[Source data]

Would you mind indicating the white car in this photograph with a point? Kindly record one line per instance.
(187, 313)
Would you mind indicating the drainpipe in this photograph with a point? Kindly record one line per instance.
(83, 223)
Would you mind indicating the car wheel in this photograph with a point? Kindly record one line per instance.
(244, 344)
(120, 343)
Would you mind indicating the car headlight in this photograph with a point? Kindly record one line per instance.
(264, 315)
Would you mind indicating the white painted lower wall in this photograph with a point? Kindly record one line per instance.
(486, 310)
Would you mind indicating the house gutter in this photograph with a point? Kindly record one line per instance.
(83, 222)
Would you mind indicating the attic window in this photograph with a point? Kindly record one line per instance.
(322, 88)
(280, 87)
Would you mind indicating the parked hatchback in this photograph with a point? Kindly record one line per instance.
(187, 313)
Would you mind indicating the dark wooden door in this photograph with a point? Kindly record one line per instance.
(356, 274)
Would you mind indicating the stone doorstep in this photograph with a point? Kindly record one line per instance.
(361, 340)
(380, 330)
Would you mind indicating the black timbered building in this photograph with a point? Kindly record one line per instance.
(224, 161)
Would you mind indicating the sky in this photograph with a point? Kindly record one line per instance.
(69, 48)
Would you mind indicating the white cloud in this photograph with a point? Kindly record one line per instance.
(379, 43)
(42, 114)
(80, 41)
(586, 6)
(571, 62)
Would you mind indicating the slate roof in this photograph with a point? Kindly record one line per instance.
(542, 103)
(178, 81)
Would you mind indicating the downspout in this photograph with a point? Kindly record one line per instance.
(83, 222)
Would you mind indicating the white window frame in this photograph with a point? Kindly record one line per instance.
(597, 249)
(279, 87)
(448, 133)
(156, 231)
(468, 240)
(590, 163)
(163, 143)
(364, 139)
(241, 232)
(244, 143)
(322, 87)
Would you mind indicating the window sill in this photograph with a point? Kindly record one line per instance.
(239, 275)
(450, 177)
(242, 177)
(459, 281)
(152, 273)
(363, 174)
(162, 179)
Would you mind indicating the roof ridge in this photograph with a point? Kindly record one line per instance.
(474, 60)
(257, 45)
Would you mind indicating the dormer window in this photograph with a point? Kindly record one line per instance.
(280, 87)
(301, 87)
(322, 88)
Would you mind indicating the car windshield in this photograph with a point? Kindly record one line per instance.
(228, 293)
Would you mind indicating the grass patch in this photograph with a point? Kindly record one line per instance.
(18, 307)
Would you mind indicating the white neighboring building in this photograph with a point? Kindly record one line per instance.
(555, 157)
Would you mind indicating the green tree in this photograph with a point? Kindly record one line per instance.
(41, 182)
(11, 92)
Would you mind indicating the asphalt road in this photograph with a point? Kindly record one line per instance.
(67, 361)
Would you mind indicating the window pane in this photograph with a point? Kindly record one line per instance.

• **STATED TASK**: Reproduce the records from the line containing "Would you mind indicating the green" through the end of the records, inclusive, scaling every point coordinate in the answers by 0.35 and rounding each result to a whole number, with halves rounded up. Leave the requests unchanged.

• **FULL RESPONSE**:
Would you mind indicating the green tree in this photograph with a point? Kindly record one line per instance.
(14, 64)
(4, 32)
Would you mind indicating the asphalt road in this photograph with a point? Kindly record one line per instance.
(23, 126)
Would you mind indicating the window pane in this photograph with a point? Kindly record one line per instance.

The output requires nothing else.